### TASK PROMPT
Set out everything from the start of the records down to the line that contains "point(222, 204)" as a numbered list, including both ends and omitting any blank lines.

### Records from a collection

━━━━━━━━━━━━━━━━

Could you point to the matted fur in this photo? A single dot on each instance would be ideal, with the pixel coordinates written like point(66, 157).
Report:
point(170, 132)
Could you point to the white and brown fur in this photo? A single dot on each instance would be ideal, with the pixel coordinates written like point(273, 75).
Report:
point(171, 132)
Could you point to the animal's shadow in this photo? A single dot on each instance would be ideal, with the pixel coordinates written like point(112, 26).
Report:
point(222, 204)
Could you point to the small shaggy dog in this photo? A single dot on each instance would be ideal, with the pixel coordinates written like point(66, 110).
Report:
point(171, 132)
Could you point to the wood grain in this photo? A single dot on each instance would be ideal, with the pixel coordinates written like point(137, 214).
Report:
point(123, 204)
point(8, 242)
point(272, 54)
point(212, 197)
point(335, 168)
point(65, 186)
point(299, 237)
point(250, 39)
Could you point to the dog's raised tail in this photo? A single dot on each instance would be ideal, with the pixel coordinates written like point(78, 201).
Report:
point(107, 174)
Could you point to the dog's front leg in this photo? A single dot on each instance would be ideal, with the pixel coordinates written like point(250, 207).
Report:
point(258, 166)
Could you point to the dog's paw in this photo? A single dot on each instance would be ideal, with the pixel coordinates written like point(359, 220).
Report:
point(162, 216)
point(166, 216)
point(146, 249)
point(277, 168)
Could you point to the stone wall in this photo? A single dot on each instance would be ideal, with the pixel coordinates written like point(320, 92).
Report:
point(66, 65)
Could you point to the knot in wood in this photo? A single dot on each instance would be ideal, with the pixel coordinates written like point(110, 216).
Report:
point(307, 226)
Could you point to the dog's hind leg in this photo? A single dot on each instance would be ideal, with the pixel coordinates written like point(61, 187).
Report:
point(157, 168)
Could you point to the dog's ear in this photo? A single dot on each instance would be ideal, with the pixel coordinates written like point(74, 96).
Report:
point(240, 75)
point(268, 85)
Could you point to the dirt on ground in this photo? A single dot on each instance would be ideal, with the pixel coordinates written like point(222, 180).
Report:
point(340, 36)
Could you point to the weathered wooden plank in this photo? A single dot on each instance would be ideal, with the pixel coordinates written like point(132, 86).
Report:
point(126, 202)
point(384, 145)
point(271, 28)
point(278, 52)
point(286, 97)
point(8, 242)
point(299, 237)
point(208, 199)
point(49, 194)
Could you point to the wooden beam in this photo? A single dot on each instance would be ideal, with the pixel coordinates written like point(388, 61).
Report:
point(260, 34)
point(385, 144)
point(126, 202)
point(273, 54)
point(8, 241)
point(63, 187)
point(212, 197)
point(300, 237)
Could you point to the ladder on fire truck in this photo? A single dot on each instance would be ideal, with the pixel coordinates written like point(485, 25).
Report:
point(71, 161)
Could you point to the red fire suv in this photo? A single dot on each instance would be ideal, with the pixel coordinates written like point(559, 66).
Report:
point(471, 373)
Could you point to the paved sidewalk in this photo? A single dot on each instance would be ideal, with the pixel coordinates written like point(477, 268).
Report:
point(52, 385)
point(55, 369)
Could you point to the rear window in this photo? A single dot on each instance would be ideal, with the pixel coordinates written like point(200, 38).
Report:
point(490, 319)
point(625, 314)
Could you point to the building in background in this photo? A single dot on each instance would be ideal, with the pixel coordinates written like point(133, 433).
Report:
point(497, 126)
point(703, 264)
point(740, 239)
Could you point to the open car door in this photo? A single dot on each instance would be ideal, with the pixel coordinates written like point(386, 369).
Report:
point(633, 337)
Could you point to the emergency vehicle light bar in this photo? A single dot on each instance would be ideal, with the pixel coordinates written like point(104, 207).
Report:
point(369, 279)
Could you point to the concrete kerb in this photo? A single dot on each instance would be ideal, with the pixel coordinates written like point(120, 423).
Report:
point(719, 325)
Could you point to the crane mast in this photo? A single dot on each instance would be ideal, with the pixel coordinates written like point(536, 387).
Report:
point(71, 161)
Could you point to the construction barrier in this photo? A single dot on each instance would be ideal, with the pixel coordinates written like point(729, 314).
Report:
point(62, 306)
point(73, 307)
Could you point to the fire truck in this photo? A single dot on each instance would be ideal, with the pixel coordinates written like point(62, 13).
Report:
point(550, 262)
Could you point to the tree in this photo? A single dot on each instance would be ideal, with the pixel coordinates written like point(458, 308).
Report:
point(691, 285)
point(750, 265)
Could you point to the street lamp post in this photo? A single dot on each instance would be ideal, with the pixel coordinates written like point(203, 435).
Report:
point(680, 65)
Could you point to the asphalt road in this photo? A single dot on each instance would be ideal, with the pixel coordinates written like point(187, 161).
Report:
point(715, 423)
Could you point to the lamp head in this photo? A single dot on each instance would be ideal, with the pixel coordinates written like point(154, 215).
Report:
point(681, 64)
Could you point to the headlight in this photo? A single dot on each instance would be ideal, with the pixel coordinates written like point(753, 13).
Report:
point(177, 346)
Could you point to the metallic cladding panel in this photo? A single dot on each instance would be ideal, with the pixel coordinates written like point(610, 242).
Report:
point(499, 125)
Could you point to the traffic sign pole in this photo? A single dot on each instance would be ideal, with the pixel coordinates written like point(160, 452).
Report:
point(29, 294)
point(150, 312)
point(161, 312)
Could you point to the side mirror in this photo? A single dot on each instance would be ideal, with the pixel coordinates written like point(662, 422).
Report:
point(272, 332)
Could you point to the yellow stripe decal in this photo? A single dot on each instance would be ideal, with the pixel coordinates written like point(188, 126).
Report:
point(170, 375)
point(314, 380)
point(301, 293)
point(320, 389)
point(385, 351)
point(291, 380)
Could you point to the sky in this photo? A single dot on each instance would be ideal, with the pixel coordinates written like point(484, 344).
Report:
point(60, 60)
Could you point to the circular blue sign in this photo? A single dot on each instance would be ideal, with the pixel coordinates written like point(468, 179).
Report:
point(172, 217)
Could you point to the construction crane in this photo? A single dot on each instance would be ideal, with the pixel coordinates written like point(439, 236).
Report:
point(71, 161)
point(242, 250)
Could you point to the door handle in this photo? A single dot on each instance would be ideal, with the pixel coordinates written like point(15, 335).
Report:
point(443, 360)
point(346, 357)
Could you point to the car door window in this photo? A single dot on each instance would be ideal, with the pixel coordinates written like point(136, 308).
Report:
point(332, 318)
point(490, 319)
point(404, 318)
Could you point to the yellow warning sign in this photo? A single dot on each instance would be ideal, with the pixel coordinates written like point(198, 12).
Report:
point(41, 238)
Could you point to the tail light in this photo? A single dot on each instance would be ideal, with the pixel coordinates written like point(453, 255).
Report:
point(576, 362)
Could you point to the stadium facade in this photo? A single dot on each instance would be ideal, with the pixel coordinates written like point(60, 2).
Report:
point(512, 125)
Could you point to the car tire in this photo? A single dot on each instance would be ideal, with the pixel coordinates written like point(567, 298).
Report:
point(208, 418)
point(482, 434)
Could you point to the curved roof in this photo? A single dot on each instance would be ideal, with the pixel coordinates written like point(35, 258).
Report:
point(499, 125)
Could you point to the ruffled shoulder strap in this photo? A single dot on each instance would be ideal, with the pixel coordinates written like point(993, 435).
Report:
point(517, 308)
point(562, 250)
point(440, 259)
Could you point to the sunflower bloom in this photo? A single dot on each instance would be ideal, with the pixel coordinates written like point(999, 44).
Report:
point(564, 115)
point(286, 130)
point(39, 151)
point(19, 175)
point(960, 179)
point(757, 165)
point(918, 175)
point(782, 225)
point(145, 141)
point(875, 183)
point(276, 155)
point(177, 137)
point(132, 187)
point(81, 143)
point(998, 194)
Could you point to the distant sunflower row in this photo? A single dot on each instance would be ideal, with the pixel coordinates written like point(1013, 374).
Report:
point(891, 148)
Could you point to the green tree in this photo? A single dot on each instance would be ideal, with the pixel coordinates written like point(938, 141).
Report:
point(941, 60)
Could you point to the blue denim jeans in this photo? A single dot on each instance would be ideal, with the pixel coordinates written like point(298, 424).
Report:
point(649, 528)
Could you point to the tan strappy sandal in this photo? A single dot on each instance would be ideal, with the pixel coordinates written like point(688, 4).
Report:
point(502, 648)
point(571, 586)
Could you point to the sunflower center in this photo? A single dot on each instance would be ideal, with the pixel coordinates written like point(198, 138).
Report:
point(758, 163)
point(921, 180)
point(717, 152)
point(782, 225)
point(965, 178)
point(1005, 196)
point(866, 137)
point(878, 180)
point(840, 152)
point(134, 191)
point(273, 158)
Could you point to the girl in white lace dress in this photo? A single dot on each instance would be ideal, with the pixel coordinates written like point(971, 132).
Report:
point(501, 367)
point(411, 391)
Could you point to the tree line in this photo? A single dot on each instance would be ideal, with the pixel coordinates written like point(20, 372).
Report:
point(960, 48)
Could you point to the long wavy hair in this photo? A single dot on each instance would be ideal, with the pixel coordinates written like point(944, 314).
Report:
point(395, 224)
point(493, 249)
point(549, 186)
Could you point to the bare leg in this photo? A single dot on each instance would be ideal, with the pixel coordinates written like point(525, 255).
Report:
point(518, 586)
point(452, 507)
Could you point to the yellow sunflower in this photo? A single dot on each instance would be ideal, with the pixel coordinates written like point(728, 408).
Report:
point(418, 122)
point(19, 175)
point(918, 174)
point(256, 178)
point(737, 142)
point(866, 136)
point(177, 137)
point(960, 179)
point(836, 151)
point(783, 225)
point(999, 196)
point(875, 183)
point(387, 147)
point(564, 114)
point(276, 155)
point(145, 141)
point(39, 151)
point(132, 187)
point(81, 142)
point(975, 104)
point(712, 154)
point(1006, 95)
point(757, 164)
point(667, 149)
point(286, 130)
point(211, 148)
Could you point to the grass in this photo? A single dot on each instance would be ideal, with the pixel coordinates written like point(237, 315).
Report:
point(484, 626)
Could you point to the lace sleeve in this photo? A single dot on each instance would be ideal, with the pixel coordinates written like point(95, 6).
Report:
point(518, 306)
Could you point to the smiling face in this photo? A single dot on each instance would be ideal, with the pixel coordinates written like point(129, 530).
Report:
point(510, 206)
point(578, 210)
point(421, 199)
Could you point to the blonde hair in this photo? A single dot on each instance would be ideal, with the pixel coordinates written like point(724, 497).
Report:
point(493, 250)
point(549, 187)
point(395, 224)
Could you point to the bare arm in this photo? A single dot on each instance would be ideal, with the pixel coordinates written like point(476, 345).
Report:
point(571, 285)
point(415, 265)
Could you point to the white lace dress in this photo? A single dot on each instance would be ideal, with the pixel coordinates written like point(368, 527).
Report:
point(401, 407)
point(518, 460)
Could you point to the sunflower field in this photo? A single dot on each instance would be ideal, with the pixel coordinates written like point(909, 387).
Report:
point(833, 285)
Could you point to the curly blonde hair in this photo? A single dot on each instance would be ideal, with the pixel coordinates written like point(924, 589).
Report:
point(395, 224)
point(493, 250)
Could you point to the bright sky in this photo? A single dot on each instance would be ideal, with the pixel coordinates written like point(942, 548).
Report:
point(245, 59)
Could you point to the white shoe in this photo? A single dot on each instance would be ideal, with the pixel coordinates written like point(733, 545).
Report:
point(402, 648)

━━━━━━━━━━━━━━━━

### EXERCISE SOLUTION
1. Could you point to the matted fur in this photo? A single dot on each instance would be ideal, with the pixel coordinates written like point(66, 157).
2. Report:
3. point(170, 132)
4. Could you point to the white and brown fur in this photo? A single dot on each instance would be ideal, with the pixel coordinates written like point(273, 75).
5. Report:
6. point(171, 132)
7. Could you point to the animal's shadow in this photo? A single dot on each instance would be ideal, with the pixel coordinates written like point(112, 26).
8. Report:
9. point(222, 204)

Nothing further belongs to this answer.